STATED GOAL 1 - In the book notes, who wrote the song "Living in America"?
STATED GOAL 2 - Quote the book notes word for word, starting at "An Economist Gets" and ending at "same neural activity.".
STATED GOAL 3 - List the things the book notes say James Brown sacrificed at the altar of success.

[start SELECTED EXTRACT]

The Thin Man, Dashiell Hammett
Stylish whodunit. More fun to read than the Maltese Falcon, thanks largely to the non-stop drinking, witty bons mots and the implausibly perfect Nora.

The One: The Life and Music of James Brown, RJ Smith
Not the nicest cat, he seems to have sacrificed relationships, money and health at the altar of success. Ran his band like a despot, but he made it groove like no other. Endorsed Nixon, smoked PCP every day in the 80s. Dan Hartman wrote Living in America, based on Stallone's vision for Rocky IV

An Economist Gets Lunch: New Rules for Everyday Foodies, Tyler Cowen
Go where supplies are fresh, suppliers creative, and consumers informed to find good food. Did not enjoy this as much as I 'd hoped. Author seems more collector or detective than epicure: solving the puzzles and maximizing the number of experiences appear more important than gustatory pleasure.

The Believing Brain: From Ghosts and Gods to Politics and Conspiracies--How We Construct Beliefs and Reinforce Them As Truths, Michael Shermer
Lengthy assessment of how we seek data to support what we believe to be true. Interesting hypothesis that religion arose out of an evolutionary need for order in larger societies, and that the search for extraterrestrial intelligence stems from the same neural activity.

The Armchair Economist: Economics and Everyday Life, Steven E. Landsburg
Enjoyable look at the economic principles underlying everyday life, this is the first book (I think) in what might now be called a subgenre. Written in 1993, it has the smug tone that is harder to maintain after recent events and the rise of behavioural economics.

Quiet: The Power of Introverts in a World That Can't Stop Talking, Susan Cain
Extroverts get all the attention because they never stop talking. But the quiet ones have something to contribute. Plodding at times, and diminished by excessive cheerleading, this is still interesting, never more so than when parents are trying to shoehorn their children into normative spaces.

The Management Myth: Debunking Modern Business Philosophy, Matthew Stewart
Insider with experience shows—with personal anecdotes and a history of the profession—why Management Consulting as science is largely bunk. Success is simultaneously simpler and harder than it seems. Be smart. Work hard. Adapt. You don’t need a high-priced consultant to tell you that. Usually.

The Textile industry in North Carolina: a history, Brent D. Glass
Capable recitation of the facts. Copied business model wholesale from New England; boomed as people left the farm and went to war. Roiled by struggles between workers and management before quietly disappearing. Competition from abroad was the reason, though it is not discussed here.

Caribbean, James A. Michener
Survey of Caribbean history, remarkable for its historical and geographical breadth. But the movie-of-the-week stories and cartoonish characters didn’t make it come alive for me—quite possibly the reverse—except for the horrible treatment of slaves and natives by the Europeans. That resonated.

[end SELECTED EXTRACT]
[start LISTING]

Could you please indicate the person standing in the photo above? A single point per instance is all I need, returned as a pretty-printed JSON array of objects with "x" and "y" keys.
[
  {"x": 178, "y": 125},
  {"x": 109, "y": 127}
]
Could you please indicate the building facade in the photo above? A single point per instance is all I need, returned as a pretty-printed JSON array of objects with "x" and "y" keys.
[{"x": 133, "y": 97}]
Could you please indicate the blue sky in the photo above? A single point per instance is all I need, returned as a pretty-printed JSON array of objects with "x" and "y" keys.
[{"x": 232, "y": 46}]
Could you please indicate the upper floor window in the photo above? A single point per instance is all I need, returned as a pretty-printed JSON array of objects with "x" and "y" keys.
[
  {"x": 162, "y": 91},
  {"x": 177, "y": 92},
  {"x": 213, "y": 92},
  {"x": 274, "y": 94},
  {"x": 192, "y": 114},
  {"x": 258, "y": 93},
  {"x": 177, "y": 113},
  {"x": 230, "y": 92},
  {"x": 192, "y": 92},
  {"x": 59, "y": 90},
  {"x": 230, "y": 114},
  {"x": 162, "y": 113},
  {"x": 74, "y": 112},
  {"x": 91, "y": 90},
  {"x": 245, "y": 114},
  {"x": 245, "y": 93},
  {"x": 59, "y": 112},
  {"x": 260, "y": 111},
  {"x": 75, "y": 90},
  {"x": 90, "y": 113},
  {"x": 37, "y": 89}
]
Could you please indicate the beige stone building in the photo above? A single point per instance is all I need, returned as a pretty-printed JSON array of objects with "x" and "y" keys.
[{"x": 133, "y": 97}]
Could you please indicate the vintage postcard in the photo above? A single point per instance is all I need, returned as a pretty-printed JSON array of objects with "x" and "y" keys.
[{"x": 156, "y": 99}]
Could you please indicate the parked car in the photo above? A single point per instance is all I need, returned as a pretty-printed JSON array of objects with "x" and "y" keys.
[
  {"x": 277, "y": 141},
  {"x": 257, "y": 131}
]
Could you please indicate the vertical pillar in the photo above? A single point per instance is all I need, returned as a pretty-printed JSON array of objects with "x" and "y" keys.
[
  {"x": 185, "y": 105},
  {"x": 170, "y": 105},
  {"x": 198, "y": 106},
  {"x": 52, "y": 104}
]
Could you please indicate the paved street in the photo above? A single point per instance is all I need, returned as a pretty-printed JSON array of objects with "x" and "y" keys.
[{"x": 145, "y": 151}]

[end LISTING]

COMPLETE ANSWER 1 - Dan Hartman

COMPLETE ANSWER 2 -
An Economist Gets Lunch: New Rules for Everyday Foodies, Tyler Cowen
Go where supplies are fresh, suppliers creative, and consumers informed to find good food. Did not enjoy this as much as I 'd hoped. Author seems more collector or detective than epicure: solving the puzzles and maximizing the number of experiences appear more important than gustatory pleasure.

The Believing Brain: From Ghosts and Gods to Politics and Conspiracies--How We Construct Beliefs and Reinforce Them As Truths, Michael Shermer
Lengthy assessment of how we seek data to support what we believe to be true. Interesting hypothesis that religion arose out of an evolutionary need for order in larger societies, and that the search for extraterrestrial intelligence stems from the same neural activity.

COMPLETE ANSWER 3 - Relationships, money, and health